**GIVEN EXERCISE**
Reproduce the listing word for word. Skip any image.

# DATA PROVIDED start

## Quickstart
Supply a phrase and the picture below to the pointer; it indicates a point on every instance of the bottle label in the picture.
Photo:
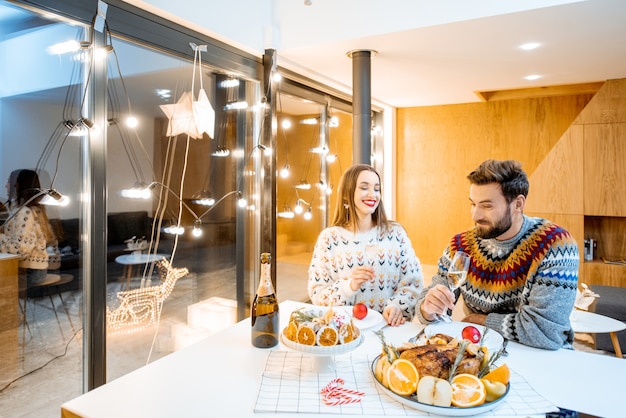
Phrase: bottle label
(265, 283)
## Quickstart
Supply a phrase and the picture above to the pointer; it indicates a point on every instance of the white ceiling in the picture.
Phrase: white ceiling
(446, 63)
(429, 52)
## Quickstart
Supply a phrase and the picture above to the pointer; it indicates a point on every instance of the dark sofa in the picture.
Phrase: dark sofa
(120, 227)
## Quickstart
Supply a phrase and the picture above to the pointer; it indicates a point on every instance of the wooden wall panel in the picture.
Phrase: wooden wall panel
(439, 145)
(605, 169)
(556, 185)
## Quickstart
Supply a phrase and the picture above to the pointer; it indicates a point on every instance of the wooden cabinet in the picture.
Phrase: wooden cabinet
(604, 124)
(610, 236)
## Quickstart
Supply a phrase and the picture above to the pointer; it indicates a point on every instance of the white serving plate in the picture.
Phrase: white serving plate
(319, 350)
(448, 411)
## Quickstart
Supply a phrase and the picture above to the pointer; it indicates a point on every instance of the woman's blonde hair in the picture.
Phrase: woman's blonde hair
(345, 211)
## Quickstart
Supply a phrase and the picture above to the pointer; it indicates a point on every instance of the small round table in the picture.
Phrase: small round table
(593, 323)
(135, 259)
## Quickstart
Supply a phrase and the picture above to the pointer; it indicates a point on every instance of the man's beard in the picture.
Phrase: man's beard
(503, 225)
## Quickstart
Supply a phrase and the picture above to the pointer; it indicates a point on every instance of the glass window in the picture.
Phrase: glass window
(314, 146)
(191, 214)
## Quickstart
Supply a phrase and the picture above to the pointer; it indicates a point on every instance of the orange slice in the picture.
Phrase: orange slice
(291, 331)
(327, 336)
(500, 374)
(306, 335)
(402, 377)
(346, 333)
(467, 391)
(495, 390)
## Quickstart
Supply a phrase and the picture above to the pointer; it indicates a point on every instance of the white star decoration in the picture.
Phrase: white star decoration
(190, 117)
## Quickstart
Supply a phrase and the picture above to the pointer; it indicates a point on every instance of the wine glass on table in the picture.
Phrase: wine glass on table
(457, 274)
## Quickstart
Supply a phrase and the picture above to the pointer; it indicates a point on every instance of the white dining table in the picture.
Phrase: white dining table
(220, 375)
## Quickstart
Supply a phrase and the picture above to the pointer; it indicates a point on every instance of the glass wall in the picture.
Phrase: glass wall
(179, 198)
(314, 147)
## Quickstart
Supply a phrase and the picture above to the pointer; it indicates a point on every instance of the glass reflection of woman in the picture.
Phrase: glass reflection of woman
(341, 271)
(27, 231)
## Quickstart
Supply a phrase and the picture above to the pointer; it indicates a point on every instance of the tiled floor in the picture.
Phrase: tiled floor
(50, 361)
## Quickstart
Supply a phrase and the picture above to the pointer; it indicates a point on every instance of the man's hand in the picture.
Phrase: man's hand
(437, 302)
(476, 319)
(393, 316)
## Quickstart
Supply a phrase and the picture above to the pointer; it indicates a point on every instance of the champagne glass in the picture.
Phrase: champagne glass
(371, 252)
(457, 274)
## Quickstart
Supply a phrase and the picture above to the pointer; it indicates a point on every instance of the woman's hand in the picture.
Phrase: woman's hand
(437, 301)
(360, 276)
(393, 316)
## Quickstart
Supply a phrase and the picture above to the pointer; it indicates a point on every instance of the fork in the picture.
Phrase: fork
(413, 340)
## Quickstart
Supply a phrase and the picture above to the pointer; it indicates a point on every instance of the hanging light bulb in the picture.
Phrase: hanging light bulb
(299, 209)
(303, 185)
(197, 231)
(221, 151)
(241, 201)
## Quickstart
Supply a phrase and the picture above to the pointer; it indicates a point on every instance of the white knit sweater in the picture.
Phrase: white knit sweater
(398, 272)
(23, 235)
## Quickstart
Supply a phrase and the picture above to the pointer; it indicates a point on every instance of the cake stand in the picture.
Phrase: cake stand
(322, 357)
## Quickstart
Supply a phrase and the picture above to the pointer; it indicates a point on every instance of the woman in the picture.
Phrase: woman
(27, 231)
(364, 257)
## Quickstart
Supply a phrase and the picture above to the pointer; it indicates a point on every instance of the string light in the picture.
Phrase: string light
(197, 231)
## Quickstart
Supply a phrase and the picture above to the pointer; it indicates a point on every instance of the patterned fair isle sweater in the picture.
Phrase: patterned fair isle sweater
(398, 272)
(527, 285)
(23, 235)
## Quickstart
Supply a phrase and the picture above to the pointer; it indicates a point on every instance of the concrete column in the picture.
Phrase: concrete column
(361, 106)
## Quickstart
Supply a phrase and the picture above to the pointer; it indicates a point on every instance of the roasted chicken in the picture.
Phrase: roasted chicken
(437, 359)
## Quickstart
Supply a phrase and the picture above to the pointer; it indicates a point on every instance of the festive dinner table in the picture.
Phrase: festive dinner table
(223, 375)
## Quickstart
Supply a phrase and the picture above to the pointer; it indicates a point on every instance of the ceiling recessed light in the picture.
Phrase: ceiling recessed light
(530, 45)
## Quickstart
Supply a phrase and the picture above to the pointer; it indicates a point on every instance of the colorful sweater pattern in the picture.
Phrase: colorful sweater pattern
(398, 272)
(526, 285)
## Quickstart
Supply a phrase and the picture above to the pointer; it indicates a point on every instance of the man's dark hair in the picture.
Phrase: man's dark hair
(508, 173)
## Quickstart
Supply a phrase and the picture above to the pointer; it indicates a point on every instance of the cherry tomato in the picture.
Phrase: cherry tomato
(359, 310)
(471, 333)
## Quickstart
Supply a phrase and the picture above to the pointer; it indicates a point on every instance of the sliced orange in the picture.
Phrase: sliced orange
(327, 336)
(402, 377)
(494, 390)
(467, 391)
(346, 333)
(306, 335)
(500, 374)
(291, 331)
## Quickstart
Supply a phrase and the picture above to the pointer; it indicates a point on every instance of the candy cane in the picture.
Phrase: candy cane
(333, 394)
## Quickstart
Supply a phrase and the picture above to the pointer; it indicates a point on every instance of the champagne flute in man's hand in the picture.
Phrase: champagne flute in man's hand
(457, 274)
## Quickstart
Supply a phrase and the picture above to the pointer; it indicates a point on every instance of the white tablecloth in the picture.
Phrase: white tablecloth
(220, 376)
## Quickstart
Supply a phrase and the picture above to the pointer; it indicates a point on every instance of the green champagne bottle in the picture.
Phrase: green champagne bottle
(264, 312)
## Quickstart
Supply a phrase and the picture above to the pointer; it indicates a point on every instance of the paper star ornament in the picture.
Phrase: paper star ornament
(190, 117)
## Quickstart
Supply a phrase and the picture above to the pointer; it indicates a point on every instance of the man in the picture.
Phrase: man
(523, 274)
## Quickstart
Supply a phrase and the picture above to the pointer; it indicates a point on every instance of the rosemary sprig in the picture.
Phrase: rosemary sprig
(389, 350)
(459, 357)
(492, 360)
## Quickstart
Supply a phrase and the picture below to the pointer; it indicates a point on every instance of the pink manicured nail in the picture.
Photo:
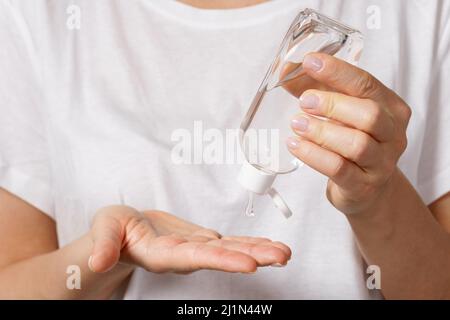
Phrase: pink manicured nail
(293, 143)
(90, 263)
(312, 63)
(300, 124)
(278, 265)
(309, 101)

# DATA PROVIDED end

**RESULT OF THIS EXERCISE**
## Quickstart
Supply a phrase and the picture below to the pointer; it indicates a point on every instance of the bottle label in the picture.
Photo:
Phrase: bottle label
(265, 283)
## Quickstart
Supply a phrase and the picture above to the pointer; it indicates a point on every instance of the white ceiling in the picture.
Phrase: white ceiling
(446, 63)
(429, 52)
## Quickstart
Supply a phrase and the picture above to the pointer; it indicates a point on every instance of the dark sofa in the picture.
Phrase: dark sofa
(120, 227)
## Quickstart
Supply a phrase and the picture above to the pointer; it indicates a point on every instance of the wooden wall panel in the picture.
Phrase: wooden wall panel
(439, 145)
(605, 169)
(556, 185)
## Quickstart
Supply a phrase and the picture above to the pointer; it indicates a point on every instance of the wooden cabinet in the picture.
Phrase: wooden cabinet
(604, 124)
(610, 236)
## Quickstart
Supply a phrase and the picture above to the pointer; it indicates a point on every instance of the white serving plate in the picture.
Phrase: white serving plate
(319, 350)
(448, 411)
## Quickstart
Supply a phrase and the picture above to the pointer; it indicates a point on every instance of the woman's blonde hair in the picture.
Phrase: woman's blonde hair
(345, 211)
## Quickstart
Supply a phrase and the picture above to the pointer; it indicates a point on every instance of the small round table in the picture.
Phrase: small round table
(593, 323)
(135, 259)
## Quickstart
Supply a phrase and the picture above to the pointer; it indicates a point on every instance of the man's beard in the picture.
Phrase: man's beard
(503, 225)
## Quickstart
Supply a phrase and the picture above to the pointer; it indicates a point on every instance of the glass window in the picture.
Phrase: glass window
(314, 146)
(191, 214)
## Quickstart
Supply a phrase and the picture above to the pointer; it indicates a point on every instance of the orange slice in the picture.
Phrase: orange slice
(291, 331)
(327, 336)
(500, 374)
(306, 335)
(402, 377)
(346, 333)
(467, 391)
(495, 390)
## Quickstart
Supply a phrase and the picture above to the pointer; it indicates a point on every instance of the white star decoration in the picture.
Phrase: white star decoration
(190, 117)
## Quickstart
Supply a phrase and the picture above to the pointer; it indicates a point on every instance of the wine glass on table in the picture.
Phrase: wine glass on table
(457, 274)
## Quickstart
Supply a phrase and the picture above to the pointer; it indicates a point on every instance of the white dining table in the picture.
Phrase: white dining table
(220, 375)
## Quickstart
Supply a phrase and the picture above to the pointer; it indicates a point on every instance of the glass wall in the picture.
Phrase: glass wall
(179, 198)
(314, 147)
## Quickstart
Supply a phrase and the picture above to the pointer; it indicates a point on every instance of the glass reflection of woman in the picture.
Phrase: glass reflection of woman
(341, 271)
(27, 231)
## Quickstart
Supply a phrase and the picture above to the pointer; it indicates a point on every instance of the tiled floor in the picture.
Phrase: tiled floor
(50, 361)
## Quickstart
Supply a phrase and the picture above to the pointer; it indicates a point on every instance of the man's hand in the picture.
Phrase: man's hand
(437, 302)
(476, 319)
(393, 316)
## Quickstart
Supply a phrase and the picture above to the pointer; it indicates a point on every instance of the champagne glass in the picture.
Phrase: champagne glass
(371, 252)
(457, 274)
## Quickstart
Supply a phrase and the picture above to the pointer; it indicates a point on every instance of the woman's hand in the picture.
Phrase: woman's hand
(437, 301)
(360, 276)
(393, 316)
## Quickstart
Supply a phrase and the picture above to the pointer; it indicates a point on every instance of the fork in the picture.
Phrase: fork
(413, 340)
## Quickstart
Supply a phrase and the picture above to the pointer; it indicates a point on every instance of the hanging light bulb in the picture.
Phrase: hanging light bulb
(299, 209)
(303, 185)
(197, 231)
(221, 151)
(241, 201)
## Quickstart
Supply a phrase and the picture above to the pointer; it indicates a point on every instance of the white knit sweater in the picture.
Phrase: white knit sweater
(398, 272)
(23, 235)
## Quickstart
Supply a phrase and the picture above to the pointer; it indicates a point on every instance of the cake stand in the picture.
Phrase: cake stand
(322, 357)
## Quickstart
Supply a phrase and the picture above to the pointer; it indicates a point on every instance of the woman in the picture.
Phrase: woman
(27, 231)
(364, 257)
## Quickstart
Supply a phrase and the picture above to the pointer; it indicates a point on every instance of the string light in the picture.
Phrase: string light
(197, 231)
## Quickstart
Supply a phrase and the picture above to the pointer; it indicates a point on every instance of the patterned fair isle sweater in the picture.
Phrase: patterned fair isle sweater
(398, 272)
(527, 285)
(23, 235)
## Quickstart
Supply a phrase and the picture above to the pointer; it indicates a point on every instance of the concrete column in the picture.
Phrase: concrete column
(361, 106)
## Quickstart
Supply a phrase and the picture above to the pointer; it indicates a point on every instance of the roasted chicken in the picture.
Phrase: roasted chicken
(437, 359)
## Quickstart
Supply a phrase and the picture above to the pointer; it indicates a point on every instance of the festive dinner table in the picture.
Phrase: festive dinner table
(223, 375)
## Quickstart
Supply a phrase and the picture above to the pointer; it indicates a point on every instance of the ceiling recessed light in the picture.
Phrase: ceiling recessed light
(530, 45)
## Quickstart
Supply a phrase and the picture above to the pointer; it indicates a point on every instance of the colorful sweater pattern in the picture.
Phrase: colorful sweater pattern
(398, 272)
(526, 285)
## Quickstart
Supply a phrase and the picture above to the pointer; it indicates a point on every instance of the man's dark hair in the picture.
Phrase: man's dark hair
(508, 173)
## Quickstart
Supply a phrase and the picture above to the pointer; it indicates a point on every instance of the cherry tomato in the picture.
Phrase: cherry tomato
(359, 310)
(471, 333)
## Quickstart
Supply a phrase and the picture above to the pointer; it indicates a point on every instance of the sliced orange in the picture.
Phrase: sliced orange
(327, 336)
(402, 377)
(494, 390)
(467, 391)
(346, 333)
(306, 335)
(500, 374)
(291, 331)
## Quickstart
Supply a phrase and the picture above to the pointer; it indicates a point on every instance of the candy cane in the picture.
Phrase: candy cane
(333, 394)
## Quickstart
Supply a phrase and the picture above to the pointer; it indicates a point on every instance of the champagne flute in man's hand in the picture.
Phrase: champagne flute in man's hand
(457, 274)
## Quickstart
Supply a phrase and the picture above to the pointer; it indicates a point on every instance of the white tablecloth in the picture.
Phrase: white tablecloth
(220, 376)
## Quickstart
Supply a phrase and the picture above to the pointer; it indicates a point on every instance of the green champagne bottle in the picture.
Phrase: green champagne bottle
(264, 312)
## Quickstart
Supply a phrase and the picture above to the pointer; it indicates a point on every instance of the paper star ornament in the picture.
Phrase: paper star ornament
(190, 117)
## Quickstart
Supply a phrase and the picture above to the pointer; it indicates a point on every instance of the man in the picture.
Phrase: man
(523, 274)
## Quickstart
Supply a phrase and the picture above to the pointer; it indicates a point on every instance of the rosemary sprig in the picture.
Phrase: rosemary sprig
(389, 350)
(459, 357)
(492, 360)
## Quickstart
Supply a phrase and the picture below to the pointer; it indicates a point on every instance of the pink manicured nail in the picture.
Photo:
Phrase: pink manicured nail
(293, 143)
(90, 263)
(312, 63)
(300, 124)
(278, 265)
(309, 101)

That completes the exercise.